Il prototipo, una Polo TDI di quinta generazione, era impegnato in alcuni collaudi per il progetto “Life-Save” (Solar Aided Vehicle Electrification), volta a studiare la fattibilità del retrofit dei mezzi obsoleti e punta a sviluppare un sistema economico ed efficiente per la conversione dei veicoli con motore endotermico in ibridi plug-in.
La tecnologia interessava batterie al litio, alimentate anche l’installazione di pannelli fotovoltaici sul tetto della vettura, e la motorizzazione delle ruote posteriori, su cui erano integrate due unità elettriche. Non sono stati resi di pubblico dominio molti dettagli sul funzionamento del prototipo esploso in tangenziale: la tecnologia sviluppata per abbattere le emissioni del parco circolante più anziano d’Europa implicava un funzionamento misto a benzina ed energia solare, e sarebbe stato in grado di ridurre le emissioni delle vecchie auto fino al 25% senza dover rottamare il vecchio esemplare a combustione.

Materiale presentato:
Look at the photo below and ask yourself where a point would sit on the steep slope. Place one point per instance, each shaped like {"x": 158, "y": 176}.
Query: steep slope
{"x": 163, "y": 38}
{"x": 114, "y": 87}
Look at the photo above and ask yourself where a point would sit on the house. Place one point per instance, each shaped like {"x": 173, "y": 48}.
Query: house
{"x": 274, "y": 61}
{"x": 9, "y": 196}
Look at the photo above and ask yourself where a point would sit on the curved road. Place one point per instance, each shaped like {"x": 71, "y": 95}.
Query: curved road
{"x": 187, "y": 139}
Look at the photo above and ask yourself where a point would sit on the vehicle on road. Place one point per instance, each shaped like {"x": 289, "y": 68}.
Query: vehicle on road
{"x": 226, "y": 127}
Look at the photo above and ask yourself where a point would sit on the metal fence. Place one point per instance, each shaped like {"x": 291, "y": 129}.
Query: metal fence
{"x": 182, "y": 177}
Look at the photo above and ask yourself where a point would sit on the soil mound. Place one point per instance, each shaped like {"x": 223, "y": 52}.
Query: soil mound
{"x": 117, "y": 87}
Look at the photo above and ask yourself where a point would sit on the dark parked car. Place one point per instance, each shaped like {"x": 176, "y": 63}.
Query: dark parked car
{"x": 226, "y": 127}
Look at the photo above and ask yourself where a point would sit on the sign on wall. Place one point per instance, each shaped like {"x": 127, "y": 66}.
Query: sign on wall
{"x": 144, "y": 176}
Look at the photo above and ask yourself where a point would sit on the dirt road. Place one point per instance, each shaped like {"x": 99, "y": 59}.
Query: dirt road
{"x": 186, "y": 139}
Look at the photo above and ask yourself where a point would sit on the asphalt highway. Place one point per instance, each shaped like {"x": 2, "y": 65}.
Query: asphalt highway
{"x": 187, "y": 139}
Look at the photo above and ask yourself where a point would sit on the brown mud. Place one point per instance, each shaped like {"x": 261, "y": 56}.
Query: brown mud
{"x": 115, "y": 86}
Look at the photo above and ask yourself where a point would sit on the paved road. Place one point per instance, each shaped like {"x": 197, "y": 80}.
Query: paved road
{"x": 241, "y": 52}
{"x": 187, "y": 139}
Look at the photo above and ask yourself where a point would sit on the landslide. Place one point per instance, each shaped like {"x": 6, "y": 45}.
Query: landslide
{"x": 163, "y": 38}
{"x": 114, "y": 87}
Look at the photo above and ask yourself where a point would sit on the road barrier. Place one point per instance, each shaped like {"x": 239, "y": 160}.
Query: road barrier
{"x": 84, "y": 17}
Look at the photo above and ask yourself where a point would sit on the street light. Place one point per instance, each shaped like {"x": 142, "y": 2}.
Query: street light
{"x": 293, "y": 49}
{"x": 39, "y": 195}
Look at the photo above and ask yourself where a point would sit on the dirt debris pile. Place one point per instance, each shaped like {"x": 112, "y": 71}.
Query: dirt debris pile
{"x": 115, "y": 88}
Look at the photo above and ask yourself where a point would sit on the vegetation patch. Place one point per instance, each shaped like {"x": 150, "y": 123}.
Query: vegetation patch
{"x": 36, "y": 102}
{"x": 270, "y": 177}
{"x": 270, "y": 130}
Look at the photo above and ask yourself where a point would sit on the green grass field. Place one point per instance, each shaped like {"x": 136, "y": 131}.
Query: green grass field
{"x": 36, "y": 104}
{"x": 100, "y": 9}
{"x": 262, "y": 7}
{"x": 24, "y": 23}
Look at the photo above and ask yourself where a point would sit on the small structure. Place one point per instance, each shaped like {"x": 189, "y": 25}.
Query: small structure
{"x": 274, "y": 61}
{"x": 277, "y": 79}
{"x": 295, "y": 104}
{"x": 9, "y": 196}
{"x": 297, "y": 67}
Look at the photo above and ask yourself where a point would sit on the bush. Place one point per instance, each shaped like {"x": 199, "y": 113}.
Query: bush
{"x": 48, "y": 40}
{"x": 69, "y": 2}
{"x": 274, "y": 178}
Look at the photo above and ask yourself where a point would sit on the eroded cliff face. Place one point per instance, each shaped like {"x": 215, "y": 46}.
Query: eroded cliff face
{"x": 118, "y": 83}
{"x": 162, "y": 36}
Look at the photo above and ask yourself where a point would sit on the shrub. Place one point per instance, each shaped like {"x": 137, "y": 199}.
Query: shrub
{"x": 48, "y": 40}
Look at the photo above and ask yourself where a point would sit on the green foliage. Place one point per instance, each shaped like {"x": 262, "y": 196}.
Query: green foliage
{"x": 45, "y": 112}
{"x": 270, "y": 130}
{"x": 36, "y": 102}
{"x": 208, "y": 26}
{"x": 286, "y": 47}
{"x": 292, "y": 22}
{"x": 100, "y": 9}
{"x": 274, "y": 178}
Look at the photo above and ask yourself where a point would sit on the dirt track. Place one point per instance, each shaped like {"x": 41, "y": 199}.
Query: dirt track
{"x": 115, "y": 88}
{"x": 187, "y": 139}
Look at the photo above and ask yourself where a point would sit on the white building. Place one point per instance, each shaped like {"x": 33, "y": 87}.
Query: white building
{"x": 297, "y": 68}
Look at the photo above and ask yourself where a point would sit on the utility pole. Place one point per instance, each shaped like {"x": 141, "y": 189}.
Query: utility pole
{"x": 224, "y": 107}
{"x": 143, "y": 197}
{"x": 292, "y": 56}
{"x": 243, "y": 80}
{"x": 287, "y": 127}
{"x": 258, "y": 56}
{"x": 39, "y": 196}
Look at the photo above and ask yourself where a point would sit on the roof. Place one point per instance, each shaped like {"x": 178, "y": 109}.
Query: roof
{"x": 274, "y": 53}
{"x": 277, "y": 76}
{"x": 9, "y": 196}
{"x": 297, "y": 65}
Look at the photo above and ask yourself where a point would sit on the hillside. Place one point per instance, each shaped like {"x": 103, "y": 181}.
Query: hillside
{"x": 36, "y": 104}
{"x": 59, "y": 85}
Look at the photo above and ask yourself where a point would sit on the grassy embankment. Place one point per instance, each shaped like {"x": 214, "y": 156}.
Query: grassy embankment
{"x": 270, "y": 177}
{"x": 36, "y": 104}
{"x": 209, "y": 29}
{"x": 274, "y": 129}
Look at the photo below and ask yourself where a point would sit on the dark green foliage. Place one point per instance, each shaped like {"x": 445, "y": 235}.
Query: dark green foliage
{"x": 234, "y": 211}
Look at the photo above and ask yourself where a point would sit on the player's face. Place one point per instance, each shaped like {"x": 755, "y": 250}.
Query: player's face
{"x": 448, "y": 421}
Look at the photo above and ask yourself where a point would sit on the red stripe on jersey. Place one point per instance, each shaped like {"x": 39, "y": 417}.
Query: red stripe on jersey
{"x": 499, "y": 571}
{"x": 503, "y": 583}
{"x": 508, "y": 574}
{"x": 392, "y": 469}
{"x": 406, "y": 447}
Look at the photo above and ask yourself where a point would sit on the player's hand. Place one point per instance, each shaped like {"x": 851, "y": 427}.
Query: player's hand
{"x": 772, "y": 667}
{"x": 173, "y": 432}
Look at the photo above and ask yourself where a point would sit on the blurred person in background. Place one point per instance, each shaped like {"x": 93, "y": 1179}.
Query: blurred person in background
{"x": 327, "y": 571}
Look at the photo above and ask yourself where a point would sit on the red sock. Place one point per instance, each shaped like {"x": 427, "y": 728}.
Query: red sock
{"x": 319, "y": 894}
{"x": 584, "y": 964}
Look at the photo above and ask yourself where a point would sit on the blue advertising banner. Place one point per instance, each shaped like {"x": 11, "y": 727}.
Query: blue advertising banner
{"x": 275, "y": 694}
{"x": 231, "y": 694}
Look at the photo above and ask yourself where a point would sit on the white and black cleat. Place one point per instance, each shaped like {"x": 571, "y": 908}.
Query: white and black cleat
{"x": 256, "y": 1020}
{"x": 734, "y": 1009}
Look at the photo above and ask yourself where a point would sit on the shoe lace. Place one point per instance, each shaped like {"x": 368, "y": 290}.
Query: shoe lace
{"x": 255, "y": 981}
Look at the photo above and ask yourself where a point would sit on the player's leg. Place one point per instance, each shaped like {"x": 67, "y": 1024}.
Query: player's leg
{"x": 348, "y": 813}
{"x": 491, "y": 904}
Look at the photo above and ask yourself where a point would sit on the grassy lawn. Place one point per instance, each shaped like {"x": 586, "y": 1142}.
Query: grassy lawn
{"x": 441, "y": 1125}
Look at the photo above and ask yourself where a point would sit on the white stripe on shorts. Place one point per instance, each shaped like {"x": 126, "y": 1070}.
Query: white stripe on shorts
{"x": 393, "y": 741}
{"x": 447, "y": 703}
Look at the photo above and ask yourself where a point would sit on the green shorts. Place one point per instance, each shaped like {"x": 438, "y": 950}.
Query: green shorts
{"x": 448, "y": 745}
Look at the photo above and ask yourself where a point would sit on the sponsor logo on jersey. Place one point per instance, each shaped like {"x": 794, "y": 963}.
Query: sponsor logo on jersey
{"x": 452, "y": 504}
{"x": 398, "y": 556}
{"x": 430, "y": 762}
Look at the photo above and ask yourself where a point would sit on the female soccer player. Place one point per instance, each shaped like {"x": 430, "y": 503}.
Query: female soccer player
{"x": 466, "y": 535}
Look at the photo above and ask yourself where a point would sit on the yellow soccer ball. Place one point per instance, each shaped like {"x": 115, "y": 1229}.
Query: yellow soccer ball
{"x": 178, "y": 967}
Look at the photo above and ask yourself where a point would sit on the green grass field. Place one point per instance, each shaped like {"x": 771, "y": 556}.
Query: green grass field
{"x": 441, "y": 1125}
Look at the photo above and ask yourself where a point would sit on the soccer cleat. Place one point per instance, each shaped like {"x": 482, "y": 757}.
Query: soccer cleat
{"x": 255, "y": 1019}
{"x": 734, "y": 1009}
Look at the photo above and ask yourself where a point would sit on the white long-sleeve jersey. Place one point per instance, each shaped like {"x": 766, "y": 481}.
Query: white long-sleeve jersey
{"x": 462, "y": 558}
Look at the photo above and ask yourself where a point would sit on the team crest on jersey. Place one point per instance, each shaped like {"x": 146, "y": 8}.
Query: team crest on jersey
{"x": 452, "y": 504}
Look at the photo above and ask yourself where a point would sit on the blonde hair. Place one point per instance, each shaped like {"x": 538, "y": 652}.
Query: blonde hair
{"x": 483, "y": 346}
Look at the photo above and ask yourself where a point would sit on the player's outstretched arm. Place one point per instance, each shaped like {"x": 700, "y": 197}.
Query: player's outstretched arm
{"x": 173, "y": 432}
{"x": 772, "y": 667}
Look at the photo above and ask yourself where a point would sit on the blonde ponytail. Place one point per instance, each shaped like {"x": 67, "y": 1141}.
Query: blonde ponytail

Elenco attività:
A - Estrai dal testo sul prototipo Life-Save il brano che va da "Il prototipo, una" fino a "in ibridi plug-in." compreso.
B - Prosegui il testo sul prototipo Life-Save partendo dall'ultima frase riportata.

Risultati finali:
A -
Il prototipo, una Polo TDI di quinta generazione, era impegnato in alcuni collaudi per il progetto “Life-Save” (Solar Aided Vehicle Electrification), volta a studiare la fattibilità del retrofit dei mezzi obsoleti e punta a sviluppare un sistema economico ed efficiente per la conversione dei veicoli con motore endotermico in ibridi plug-in.

B -
Le possibili cause dell’incidente: focus sulle bombole
Secondo quanto riportato dall’Ansa, i rilievi di Polizia stradale e Vigili del fuoco parevano individuare la causa della deflagrazione in alcune bombole presenti a bordo dell’auto contenenti del gas infiammabile, forse ossigeno. Parallelamente all’indagine interna del Cnr era scattata quella della Procura di Napoli, alla quale era presto arrivata la relazione della Polstrada di Napoli sull’accaduto: l’esplosione, a quanto è dato di sapere, non aveva coinvolto ulteriori mezzi. Gli inquirenti avevano subito escluso l’ipotesi della collisione, anche perché dalle telecamere di sicurezza installate sulla tangenziale non risultano urti né con veicoli né con il guard rail.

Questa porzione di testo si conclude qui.